#### RECORDS SHOWN

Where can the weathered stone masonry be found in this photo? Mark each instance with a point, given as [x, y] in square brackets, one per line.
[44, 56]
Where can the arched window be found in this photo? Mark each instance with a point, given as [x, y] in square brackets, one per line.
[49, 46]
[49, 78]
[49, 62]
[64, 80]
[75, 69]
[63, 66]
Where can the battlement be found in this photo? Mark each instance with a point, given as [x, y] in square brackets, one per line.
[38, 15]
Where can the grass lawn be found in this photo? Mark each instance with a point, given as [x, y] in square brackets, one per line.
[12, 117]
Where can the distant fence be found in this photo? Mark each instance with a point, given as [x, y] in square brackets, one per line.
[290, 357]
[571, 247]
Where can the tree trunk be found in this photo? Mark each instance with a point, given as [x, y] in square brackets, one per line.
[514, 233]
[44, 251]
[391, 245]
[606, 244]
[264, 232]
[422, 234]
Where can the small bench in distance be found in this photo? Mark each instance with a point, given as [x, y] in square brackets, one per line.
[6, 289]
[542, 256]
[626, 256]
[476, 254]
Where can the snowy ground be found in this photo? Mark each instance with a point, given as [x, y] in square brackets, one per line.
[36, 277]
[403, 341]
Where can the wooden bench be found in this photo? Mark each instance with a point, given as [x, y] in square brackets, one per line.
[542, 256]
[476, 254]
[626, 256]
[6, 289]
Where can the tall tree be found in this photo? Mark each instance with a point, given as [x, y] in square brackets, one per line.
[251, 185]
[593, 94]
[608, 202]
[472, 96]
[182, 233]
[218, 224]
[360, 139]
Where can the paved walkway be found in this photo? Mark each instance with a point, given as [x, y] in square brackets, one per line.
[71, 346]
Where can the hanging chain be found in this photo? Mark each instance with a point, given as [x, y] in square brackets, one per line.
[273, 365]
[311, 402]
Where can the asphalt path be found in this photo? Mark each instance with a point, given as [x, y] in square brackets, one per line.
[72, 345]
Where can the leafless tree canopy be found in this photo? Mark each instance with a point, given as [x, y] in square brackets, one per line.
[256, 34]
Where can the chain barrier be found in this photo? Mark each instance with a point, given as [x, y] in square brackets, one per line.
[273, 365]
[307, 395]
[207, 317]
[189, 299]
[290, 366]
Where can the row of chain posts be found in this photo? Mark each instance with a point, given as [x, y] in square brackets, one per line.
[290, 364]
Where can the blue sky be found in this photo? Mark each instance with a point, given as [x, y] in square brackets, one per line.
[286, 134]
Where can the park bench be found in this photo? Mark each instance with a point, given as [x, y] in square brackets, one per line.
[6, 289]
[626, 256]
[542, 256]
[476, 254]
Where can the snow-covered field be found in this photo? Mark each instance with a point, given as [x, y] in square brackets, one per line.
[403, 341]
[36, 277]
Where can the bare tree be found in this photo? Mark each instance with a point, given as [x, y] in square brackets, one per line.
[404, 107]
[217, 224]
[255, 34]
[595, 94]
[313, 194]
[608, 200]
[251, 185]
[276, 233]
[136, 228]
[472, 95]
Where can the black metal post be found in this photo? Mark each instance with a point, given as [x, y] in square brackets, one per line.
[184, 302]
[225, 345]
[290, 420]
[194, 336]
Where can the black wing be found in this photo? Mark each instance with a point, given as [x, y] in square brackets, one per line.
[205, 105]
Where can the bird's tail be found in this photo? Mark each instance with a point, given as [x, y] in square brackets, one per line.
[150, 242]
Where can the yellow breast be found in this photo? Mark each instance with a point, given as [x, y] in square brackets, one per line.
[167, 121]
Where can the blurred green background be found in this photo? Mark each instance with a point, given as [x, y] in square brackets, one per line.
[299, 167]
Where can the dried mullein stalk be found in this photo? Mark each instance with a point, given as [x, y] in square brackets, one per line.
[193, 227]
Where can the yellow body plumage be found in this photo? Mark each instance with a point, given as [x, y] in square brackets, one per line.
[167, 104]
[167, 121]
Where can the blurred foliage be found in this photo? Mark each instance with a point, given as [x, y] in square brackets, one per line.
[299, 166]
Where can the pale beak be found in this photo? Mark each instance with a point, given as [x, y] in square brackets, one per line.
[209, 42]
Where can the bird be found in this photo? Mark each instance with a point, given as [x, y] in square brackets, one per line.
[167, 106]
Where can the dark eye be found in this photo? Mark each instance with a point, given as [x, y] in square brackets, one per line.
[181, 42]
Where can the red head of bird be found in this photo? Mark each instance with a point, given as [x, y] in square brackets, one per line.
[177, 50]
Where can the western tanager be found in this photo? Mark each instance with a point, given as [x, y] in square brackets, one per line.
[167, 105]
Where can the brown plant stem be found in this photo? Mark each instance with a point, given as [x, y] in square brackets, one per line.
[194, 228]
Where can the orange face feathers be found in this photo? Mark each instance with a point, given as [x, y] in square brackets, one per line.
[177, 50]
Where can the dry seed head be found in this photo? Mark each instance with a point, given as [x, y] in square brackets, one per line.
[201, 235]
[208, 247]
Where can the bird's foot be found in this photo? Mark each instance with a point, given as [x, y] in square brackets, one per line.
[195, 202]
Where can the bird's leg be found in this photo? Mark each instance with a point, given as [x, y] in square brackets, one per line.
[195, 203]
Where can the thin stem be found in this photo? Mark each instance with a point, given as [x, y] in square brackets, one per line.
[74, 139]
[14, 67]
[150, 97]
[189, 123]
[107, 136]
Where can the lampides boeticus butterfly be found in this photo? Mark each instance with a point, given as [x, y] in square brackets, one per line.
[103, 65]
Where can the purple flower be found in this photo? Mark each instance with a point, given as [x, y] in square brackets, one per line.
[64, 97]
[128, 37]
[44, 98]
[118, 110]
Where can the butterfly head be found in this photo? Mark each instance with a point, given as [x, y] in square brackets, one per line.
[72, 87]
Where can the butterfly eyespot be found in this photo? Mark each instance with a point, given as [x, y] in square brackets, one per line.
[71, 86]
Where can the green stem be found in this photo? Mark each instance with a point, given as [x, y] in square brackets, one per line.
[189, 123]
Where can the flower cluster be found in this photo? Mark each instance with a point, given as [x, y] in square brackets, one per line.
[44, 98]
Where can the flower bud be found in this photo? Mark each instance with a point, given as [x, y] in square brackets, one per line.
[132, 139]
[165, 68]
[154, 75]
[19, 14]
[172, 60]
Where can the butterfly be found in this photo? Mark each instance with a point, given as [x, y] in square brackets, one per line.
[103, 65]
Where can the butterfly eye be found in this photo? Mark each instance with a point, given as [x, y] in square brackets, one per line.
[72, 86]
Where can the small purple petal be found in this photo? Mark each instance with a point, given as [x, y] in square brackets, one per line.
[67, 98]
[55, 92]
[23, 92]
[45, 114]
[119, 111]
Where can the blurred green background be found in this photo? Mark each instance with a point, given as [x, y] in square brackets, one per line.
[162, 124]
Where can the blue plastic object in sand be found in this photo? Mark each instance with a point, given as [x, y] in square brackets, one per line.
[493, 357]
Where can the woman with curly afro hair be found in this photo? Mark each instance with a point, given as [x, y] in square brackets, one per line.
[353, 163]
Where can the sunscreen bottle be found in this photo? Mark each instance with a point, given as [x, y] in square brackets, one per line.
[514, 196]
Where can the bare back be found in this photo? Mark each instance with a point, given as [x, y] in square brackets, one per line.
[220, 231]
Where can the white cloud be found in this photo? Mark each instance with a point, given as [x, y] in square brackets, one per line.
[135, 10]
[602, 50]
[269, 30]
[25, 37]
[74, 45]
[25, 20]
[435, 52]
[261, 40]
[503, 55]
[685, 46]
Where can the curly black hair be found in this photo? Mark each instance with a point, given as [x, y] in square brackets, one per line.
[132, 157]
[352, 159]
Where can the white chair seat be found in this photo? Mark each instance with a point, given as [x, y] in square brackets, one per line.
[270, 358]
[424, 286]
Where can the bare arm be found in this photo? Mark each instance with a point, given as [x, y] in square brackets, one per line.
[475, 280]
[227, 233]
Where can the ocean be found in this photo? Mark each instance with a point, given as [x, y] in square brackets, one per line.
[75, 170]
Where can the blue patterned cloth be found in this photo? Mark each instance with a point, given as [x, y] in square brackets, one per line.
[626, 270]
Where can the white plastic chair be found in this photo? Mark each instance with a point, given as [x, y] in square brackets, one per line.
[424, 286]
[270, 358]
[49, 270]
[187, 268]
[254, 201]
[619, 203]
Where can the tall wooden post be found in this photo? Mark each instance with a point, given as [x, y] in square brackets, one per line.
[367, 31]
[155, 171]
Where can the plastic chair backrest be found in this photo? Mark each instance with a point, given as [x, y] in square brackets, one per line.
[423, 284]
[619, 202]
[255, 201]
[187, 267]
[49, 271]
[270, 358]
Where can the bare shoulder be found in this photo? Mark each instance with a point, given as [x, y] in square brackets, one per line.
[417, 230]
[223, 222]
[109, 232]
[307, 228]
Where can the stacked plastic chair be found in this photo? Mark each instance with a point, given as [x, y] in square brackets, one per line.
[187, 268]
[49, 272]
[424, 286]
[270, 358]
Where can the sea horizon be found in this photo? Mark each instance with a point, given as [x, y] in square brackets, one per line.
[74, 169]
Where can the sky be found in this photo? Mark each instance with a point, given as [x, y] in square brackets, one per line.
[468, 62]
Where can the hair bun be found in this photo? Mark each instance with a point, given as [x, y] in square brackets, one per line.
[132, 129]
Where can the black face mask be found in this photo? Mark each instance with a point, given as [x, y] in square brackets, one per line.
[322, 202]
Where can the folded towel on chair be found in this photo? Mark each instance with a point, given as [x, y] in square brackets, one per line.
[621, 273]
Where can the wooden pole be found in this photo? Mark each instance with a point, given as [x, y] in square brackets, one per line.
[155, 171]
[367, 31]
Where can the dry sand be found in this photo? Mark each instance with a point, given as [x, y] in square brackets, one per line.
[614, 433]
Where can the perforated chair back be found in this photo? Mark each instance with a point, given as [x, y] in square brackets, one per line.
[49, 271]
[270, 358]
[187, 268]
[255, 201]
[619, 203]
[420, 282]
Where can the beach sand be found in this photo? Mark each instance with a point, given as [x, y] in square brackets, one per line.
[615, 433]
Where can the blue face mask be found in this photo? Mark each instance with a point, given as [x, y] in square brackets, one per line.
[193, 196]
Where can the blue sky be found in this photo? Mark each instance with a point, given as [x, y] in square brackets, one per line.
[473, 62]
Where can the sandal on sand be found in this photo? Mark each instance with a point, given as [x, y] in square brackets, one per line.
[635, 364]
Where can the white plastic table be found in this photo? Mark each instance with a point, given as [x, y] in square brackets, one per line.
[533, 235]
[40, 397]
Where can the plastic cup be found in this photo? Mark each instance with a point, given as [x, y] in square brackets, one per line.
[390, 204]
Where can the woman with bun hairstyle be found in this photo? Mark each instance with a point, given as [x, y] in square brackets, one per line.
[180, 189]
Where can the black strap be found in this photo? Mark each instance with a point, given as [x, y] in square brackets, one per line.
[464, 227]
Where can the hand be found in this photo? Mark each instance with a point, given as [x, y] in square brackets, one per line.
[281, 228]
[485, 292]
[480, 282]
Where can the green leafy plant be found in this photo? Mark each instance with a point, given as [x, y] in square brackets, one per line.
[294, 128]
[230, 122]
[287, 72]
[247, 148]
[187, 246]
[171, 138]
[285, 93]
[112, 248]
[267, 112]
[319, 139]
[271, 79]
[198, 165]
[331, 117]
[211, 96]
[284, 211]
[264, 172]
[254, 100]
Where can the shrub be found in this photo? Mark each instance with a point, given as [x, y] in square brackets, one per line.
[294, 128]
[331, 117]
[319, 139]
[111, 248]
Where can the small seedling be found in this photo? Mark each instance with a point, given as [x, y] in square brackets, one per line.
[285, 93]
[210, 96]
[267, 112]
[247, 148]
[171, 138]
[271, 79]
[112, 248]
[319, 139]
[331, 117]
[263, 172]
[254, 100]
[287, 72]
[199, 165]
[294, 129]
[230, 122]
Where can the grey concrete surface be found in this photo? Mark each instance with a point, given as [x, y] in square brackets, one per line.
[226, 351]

########

Quote exactly the line containing "Where can the green leafy" and every later line through the end of the listing, and no other lines.

_WRITTEN RESPONSE_
Where can the green leafy plant be found in this photo? Mark each instance with a point, given as [x, y] in square brackets, one per line.
[294, 128]
[230, 122]
[287, 72]
[247, 148]
[187, 246]
[171, 138]
[285, 93]
[112, 248]
[267, 112]
[319, 139]
[271, 79]
[198, 165]
[331, 117]
[211, 96]
[284, 211]
[264, 172]
[254, 100]
Where can the shrub be found in this photo? Mark each instance with a point, given as [x, y] in square brackets, one per line.
[294, 128]
[331, 117]
[319, 139]
[111, 248]
Where can the small seedling be found in this photo? Mark each instance with a point, given as [x, y] in square brackets, one per line.
[285, 93]
[210, 96]
[267, 112]
[247, 148]
[171, 138]
[271, 79]
[112, 248]
[319, 139]
[331, 117]
[263, 172]
[254, 100]
[287, 72]
[199, 165]
[294, 129]
[230, 122]
Where can the grey concrete surface be found in this photo? Mark each instance with a point, given as [x, y] in square brackets, one per line.
[226, 351]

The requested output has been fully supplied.